_Instructions for the task_:
Starting at the first line of the records below, transcribe each line exactly, ending with the line that contains "Target: muffin tin cup".

_Listed entries_:
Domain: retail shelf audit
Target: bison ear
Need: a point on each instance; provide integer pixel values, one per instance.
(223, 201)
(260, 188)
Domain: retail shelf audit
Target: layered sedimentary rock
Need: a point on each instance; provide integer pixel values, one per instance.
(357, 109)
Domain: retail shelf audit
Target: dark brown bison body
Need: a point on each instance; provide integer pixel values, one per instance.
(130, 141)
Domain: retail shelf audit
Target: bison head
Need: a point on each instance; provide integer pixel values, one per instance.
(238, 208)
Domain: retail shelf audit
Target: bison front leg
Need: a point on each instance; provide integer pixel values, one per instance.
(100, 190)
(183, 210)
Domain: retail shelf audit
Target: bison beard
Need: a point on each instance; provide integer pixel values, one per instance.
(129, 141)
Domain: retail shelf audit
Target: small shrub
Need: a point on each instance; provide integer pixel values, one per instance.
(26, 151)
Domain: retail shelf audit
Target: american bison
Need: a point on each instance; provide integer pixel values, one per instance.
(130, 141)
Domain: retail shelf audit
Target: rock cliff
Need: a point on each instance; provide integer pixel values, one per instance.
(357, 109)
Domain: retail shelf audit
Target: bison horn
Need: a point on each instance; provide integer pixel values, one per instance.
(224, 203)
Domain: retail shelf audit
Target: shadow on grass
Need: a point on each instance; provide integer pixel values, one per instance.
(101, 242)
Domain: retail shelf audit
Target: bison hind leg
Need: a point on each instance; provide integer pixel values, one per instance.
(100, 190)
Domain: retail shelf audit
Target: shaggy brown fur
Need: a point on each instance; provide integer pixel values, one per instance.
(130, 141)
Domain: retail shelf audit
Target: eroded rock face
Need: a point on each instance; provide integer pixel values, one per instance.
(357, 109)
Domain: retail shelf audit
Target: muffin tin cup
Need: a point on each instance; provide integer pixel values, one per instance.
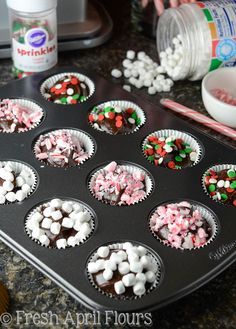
(86, 141)
(206, 213)
(216, 168)
(48, 83)
(17, 167)
(37, 208)
(187, 138)
(119, 245)
(31, 106)
(131, 168)
(123, 104)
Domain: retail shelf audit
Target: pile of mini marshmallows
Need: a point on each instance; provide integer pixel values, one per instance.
(141, 71)
(134, 265)
(15, 186)
(49, 221)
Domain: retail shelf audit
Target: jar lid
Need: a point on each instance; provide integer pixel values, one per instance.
(31, 6)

_Exercise result_:
Domain: retail shelf audit
Target: bison ear
Need: a point on each instance; provide integer pixel values, one per instance.
(223, 201)
(260, 188)
Domain: retail shelf audit
Target: layered sedimentary rock
Need: a point on each instance; provide integer pixel values, one per instance.
(357, 109)
Domain: retail shelf audit
Target: dark brown bison body
Need: a point on each instance; provide integer pixel values, one per instance.
(130, 141)
Domain: retail shelf audit
Target: bison head
Need: a point on each instance; provide integer pixel values, one per instance.
(238, 208)
Domain: retail shelf audit
Target: bison front leg
Need: a point on each instance; provide integer pixel values, one per instance.
(100, 190)
(183, 210)
Domain: retail shelf audit
Target: bison beard
Need: a point on each instance; provide integer pixel values, one per instance.
(129, 141)
Domain: retail shelf audit
Target: small shrub
Need: a point on each instance; provide integer pixel values, one per instance.
(26, 151)
Domain: retail shelf audit
Target: american bison
Need: a point on each instance; provide integer pixel values, one per instance.
(130, 141)
Domain: retail shelf audit
Target: rock cliff
Need: a point on each instance; provide integer pixel values, one per instance.
(357, 109)
Domain: retail shelf audit
Target: bison horn
Need: a point on each instance; provide integer pixel values, one per instance.
(224, 203)
Domain: retail shelf audit
Target: shadow on grass
Need: a point on each instance; provide integer pixel values, one per instance.
(101, 242)
Domain: retail shelf audit
Target: bison hind leg
Need: a point on each instance; provide integer pixel values, one per instance.
(100, 190)
Domain: retail shelf audit
Target: shaggy brown fur
Need: a point on each instance; provide integer pixel values, one per instance.
(130, 141)
Domain: retail shelf audit
Target: eroded rock face
Need: a point on each instance; provide integer pixel values, one per instance.
(357, 109)
Domain: retail shelf audit
Target: muffin tin cup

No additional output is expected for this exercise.